Gather every line in the listing below that contains the string "sweatshirt", and copy each one in full. Case counts when matching.

Data records |
** Start **
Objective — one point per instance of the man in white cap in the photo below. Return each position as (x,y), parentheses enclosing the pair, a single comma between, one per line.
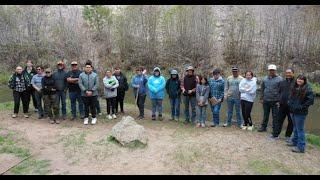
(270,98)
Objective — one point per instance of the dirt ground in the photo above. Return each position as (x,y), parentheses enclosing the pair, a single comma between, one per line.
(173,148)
** End **
** Start **
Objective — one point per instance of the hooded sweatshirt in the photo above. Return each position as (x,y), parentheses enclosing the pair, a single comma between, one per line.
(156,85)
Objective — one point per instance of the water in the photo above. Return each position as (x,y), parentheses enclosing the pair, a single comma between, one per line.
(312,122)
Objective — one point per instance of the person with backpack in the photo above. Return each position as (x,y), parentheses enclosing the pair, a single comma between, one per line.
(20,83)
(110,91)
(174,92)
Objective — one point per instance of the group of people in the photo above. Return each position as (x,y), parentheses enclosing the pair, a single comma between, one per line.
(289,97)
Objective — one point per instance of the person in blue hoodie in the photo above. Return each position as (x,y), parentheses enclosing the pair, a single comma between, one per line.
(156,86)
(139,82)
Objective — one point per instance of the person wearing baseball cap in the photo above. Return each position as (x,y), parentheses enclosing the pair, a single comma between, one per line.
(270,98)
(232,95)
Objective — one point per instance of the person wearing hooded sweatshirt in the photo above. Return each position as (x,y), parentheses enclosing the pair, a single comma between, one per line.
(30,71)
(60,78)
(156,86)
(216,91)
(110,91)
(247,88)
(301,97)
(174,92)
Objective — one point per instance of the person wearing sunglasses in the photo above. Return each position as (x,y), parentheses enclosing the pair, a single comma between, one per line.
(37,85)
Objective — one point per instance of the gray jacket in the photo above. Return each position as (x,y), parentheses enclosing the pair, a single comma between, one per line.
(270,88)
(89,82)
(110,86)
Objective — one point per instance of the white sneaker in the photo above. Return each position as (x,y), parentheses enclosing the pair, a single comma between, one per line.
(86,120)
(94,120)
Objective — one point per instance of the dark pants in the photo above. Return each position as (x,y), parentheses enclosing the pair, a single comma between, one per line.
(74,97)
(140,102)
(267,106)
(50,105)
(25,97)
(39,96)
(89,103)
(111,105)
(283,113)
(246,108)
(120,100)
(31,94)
** End **
** Start **
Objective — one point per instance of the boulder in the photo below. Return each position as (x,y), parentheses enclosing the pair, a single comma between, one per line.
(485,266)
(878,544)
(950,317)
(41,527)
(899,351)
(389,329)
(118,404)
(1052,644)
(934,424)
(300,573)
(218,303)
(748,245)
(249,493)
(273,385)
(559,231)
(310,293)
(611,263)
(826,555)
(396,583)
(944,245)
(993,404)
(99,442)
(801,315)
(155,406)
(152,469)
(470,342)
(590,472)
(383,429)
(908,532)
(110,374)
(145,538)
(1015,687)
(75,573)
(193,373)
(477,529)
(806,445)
** End **
Reply to the task |
Objective — one point per instance of the hooded sweatshirt in the photo above. Return each position as (x,y), parentheses enclosing the pair, a single comma between, one per line.
Objective — one point per instance of the person wearing hooded sweatshirt in the photo above. Return each position as (x,y), parentheses enclosing the pair, a single comma between, one per line.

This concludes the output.